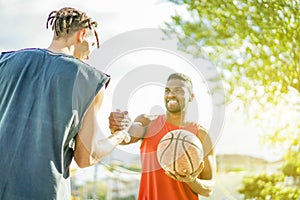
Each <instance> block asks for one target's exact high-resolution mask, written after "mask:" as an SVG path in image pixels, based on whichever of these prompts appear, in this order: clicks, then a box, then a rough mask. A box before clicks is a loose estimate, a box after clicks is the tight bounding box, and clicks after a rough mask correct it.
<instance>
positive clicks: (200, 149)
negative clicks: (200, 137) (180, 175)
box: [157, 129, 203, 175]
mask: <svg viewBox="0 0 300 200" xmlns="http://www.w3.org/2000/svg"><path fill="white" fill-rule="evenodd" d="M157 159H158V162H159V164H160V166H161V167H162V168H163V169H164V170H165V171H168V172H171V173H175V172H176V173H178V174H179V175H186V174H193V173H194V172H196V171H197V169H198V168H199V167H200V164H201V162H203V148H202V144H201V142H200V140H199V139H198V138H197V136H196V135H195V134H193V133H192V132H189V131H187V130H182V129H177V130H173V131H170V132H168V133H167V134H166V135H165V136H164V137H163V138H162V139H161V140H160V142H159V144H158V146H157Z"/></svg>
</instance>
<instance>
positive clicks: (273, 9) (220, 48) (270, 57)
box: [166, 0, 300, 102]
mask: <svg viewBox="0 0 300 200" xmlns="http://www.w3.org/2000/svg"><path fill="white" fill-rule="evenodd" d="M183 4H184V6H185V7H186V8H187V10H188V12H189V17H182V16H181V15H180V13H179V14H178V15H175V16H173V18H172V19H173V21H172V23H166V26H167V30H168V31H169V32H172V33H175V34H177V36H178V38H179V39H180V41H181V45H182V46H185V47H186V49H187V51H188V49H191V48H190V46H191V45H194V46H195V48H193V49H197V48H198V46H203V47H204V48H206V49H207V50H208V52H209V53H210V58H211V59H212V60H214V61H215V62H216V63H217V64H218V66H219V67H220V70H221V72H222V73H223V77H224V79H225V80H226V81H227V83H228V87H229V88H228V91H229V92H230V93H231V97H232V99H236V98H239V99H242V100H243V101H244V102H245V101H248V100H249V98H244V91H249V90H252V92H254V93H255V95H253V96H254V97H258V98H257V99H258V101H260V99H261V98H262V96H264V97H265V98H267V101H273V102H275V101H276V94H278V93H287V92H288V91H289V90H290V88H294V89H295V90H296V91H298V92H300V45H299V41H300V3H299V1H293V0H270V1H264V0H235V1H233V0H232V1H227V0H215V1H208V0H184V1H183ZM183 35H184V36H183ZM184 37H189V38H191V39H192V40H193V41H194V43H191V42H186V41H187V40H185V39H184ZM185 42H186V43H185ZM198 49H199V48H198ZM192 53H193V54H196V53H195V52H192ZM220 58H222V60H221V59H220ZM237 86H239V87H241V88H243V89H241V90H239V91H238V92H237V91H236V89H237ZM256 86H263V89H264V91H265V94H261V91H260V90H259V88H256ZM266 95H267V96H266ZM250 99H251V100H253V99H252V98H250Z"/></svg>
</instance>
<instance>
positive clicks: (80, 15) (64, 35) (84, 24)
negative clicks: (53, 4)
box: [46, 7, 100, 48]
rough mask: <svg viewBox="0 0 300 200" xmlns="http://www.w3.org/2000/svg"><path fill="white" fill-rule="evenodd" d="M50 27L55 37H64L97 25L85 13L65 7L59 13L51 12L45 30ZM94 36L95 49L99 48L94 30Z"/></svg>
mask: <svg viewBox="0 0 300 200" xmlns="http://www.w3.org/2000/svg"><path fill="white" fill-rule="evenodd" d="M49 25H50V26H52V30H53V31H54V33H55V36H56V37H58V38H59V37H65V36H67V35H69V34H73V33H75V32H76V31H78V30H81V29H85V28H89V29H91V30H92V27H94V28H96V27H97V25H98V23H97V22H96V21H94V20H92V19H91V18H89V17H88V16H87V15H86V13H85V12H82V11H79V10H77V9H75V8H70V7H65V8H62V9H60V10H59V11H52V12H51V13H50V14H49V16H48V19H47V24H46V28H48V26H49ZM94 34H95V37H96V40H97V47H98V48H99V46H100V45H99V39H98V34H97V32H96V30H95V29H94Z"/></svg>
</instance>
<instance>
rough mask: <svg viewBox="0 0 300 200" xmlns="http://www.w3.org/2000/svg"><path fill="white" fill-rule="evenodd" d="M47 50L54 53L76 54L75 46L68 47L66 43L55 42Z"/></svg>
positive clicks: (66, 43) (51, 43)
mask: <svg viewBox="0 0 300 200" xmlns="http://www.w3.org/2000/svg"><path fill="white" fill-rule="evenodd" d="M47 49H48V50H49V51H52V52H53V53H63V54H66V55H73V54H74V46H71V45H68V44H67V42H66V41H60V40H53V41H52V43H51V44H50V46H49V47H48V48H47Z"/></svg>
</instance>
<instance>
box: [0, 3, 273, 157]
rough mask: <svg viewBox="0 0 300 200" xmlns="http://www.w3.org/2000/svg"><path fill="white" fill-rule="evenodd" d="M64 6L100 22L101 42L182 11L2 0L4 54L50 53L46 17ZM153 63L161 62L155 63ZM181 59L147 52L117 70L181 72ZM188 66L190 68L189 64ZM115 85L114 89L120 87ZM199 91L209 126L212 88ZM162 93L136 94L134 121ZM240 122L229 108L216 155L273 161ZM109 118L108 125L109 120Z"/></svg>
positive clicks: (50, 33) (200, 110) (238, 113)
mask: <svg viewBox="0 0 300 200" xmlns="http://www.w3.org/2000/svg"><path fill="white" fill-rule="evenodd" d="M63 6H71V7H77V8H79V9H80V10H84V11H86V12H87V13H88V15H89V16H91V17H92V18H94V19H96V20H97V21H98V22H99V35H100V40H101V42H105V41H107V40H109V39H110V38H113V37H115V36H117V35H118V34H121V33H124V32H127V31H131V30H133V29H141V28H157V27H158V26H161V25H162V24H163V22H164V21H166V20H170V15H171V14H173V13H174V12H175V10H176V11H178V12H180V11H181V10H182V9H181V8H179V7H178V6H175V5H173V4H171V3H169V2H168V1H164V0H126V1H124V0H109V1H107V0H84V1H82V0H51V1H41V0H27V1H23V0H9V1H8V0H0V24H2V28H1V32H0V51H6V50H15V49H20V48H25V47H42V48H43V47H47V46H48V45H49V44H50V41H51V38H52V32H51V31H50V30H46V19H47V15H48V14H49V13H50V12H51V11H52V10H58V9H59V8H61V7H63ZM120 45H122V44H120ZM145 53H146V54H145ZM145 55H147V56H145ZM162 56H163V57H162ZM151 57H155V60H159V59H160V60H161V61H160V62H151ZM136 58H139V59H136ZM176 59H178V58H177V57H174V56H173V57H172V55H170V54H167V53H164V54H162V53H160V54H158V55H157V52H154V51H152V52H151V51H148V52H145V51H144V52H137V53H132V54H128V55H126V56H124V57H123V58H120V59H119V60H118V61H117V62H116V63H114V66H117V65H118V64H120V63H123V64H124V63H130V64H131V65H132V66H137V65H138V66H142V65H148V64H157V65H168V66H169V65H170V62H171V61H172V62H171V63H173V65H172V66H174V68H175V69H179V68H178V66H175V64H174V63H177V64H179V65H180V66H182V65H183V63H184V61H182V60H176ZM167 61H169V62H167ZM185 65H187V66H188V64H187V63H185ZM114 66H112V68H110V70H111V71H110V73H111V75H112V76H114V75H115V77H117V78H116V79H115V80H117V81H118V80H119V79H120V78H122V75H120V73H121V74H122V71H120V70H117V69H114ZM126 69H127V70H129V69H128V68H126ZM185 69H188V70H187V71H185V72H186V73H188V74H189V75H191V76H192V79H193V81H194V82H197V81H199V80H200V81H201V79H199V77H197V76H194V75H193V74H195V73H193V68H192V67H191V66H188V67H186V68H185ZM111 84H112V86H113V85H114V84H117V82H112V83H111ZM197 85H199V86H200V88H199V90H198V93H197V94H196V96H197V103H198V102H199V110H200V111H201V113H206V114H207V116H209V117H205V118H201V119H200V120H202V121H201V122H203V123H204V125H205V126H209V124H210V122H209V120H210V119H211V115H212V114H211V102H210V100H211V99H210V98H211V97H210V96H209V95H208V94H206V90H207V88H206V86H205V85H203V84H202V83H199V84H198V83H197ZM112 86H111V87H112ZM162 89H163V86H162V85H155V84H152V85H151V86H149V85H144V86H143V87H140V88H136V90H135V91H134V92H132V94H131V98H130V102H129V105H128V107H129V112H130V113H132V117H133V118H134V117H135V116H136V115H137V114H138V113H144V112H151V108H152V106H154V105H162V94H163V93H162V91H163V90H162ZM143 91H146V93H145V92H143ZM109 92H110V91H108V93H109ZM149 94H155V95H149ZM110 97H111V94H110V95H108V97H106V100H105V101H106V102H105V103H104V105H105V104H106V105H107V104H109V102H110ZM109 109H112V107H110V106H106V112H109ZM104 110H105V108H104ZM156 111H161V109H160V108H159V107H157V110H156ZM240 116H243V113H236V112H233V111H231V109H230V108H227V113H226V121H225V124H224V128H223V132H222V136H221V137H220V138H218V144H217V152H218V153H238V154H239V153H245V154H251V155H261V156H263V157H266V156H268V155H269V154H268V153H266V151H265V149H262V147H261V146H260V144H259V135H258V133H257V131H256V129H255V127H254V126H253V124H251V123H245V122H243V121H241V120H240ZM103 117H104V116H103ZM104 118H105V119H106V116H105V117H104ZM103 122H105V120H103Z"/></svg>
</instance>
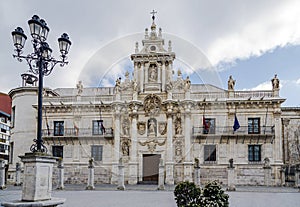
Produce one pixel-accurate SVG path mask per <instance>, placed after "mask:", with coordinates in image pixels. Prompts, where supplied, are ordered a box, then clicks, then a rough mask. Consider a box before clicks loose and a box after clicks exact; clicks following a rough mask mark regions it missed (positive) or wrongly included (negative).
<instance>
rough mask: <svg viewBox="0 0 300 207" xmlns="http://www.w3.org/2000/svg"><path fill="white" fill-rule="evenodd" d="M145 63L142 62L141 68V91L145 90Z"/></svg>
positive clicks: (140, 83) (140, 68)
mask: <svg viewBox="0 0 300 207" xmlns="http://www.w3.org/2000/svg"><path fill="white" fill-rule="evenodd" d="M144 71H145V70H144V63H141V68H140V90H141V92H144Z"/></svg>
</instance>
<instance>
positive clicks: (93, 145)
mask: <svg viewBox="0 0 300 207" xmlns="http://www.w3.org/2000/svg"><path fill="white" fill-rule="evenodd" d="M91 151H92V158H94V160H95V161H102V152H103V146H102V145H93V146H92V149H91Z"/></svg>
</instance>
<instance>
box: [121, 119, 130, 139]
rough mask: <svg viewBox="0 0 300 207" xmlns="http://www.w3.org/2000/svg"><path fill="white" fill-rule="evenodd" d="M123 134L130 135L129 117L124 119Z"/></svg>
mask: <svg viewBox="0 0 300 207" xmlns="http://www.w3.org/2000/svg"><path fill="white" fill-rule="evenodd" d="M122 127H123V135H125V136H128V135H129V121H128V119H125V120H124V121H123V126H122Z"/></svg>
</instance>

========================

Identify every line in the rows above that contains the string "negative", matching case exactly, and copy each of those lines.

negative clicks: (200, 137) (180, 175)
negative clicks: (53, 4)
Produce one pixel-accurate SVG path mask per <instance>, placed after "mask:", with coordinates in image pixels. Prompts, where supplied, are ordered a box, then clicks, then a rough mask. Consider a box before clicks loose and a box after clicks exact; clicks following a rough mask mark regions it missed (positive) or wrongly included (negative).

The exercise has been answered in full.